» EXERCISE AIM
Starting at the line with "If you could put a dot on the dark green", transcribe each line through the final one, both included, and add nothing.

» RECORDS FOR THE TASK
═══

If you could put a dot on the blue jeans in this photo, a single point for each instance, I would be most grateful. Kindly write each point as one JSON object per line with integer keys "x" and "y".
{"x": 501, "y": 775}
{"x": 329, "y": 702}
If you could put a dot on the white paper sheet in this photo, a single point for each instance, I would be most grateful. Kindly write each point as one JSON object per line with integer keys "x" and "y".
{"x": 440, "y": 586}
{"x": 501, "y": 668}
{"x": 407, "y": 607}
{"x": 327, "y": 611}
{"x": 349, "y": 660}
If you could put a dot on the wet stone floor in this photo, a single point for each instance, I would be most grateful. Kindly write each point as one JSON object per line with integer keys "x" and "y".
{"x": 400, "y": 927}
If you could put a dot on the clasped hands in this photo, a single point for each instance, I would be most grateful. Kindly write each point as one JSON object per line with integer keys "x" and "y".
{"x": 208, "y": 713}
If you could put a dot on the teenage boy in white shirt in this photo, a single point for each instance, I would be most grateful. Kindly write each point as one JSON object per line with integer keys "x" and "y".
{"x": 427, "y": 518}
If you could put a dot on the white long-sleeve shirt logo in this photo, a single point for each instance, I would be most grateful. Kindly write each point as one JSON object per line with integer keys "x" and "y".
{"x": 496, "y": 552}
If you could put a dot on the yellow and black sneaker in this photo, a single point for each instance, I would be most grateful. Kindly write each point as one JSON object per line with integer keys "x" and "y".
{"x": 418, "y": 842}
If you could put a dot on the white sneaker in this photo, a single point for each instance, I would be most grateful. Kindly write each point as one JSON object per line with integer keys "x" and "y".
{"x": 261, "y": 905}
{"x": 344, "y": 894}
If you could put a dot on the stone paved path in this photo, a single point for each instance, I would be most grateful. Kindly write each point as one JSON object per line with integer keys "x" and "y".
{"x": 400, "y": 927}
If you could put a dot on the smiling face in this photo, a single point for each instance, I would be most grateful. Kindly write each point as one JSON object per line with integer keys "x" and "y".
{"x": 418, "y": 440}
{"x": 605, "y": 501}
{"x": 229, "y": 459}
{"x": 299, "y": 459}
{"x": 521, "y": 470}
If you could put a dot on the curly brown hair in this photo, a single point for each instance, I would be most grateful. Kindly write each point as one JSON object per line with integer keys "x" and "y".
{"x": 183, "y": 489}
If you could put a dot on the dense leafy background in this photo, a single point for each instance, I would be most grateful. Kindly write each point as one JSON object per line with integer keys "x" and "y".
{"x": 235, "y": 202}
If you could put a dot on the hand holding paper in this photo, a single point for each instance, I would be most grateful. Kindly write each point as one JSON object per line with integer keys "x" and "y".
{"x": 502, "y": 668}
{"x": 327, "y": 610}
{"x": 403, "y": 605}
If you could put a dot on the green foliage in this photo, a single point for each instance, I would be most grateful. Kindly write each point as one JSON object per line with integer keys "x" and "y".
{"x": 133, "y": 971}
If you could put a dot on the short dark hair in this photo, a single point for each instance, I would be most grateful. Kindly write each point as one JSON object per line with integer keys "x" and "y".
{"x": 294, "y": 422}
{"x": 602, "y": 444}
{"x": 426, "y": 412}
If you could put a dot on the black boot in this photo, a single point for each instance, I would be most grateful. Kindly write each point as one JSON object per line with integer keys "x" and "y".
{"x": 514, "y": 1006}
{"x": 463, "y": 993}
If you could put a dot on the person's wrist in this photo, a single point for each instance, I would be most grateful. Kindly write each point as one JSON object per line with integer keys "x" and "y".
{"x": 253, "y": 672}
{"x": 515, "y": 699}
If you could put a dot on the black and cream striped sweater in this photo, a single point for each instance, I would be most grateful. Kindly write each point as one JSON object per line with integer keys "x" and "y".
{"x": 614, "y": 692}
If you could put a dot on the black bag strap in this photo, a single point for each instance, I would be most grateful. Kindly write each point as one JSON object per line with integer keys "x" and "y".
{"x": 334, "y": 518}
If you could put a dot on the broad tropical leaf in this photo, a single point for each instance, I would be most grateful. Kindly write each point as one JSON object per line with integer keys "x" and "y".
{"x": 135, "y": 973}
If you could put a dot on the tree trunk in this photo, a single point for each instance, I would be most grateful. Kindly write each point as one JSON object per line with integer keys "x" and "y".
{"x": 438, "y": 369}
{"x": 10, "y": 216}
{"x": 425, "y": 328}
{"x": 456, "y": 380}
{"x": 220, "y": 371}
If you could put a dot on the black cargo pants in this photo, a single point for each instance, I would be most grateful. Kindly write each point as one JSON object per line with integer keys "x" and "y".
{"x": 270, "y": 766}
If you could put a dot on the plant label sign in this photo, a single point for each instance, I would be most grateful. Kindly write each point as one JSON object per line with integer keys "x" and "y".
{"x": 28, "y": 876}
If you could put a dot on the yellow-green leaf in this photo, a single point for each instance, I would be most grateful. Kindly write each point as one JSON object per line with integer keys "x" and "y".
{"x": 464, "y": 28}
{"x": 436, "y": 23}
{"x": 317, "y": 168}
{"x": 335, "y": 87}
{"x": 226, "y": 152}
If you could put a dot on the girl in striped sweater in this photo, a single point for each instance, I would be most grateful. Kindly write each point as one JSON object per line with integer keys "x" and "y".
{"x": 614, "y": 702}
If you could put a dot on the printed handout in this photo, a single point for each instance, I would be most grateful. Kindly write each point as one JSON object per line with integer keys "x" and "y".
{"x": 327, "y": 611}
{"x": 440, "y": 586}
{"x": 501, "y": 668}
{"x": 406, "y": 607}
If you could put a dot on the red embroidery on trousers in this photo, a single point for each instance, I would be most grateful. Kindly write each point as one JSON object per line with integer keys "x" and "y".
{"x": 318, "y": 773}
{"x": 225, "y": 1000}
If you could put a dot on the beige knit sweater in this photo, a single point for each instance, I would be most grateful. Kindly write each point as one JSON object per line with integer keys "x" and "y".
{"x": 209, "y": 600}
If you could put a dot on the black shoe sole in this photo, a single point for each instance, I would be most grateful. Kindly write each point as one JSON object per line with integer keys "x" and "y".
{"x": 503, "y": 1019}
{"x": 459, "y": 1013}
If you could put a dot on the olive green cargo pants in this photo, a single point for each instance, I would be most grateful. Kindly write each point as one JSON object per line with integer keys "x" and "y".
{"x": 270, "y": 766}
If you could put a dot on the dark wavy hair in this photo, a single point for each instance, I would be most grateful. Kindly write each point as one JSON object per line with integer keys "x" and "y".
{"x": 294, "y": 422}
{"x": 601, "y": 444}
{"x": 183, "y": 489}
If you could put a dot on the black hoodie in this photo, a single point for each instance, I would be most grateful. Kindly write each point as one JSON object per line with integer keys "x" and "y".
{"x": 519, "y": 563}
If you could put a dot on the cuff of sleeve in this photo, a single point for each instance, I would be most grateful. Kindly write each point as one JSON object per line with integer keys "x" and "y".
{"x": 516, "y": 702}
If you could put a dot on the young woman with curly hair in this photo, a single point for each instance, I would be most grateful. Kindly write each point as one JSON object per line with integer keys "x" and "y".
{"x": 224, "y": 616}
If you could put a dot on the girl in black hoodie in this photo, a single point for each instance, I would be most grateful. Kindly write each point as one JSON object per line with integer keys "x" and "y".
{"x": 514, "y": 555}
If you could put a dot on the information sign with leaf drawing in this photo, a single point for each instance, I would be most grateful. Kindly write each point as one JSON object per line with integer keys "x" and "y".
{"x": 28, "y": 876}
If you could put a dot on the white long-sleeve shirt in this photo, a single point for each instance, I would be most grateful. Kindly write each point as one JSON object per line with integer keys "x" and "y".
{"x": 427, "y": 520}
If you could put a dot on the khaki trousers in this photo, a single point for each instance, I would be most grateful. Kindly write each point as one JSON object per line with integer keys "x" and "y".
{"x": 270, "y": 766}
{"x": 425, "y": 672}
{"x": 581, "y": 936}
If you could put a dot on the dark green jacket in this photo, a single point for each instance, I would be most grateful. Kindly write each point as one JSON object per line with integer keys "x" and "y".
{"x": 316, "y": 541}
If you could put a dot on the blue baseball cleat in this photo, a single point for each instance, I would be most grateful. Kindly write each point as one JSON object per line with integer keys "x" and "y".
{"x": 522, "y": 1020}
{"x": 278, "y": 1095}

═══

» SOLUTION FOR THIS PROBLEM
If you could put a dot on the dark green jacket in this photo, a single point for each instance, I would be most grateful. Kindly write each point as one JSON object per line with integer keys "x" and "y".
{"x": 316, "y": 541}
If you could put a dot on the blue baseball cleat in this photo, a single point for each instance, I would be most grateful. Kindly write each point as one JSON object per line with integer keys "x" and "y".
{"x": 522, "y": 1020}
{"x": 278, "y": 1095}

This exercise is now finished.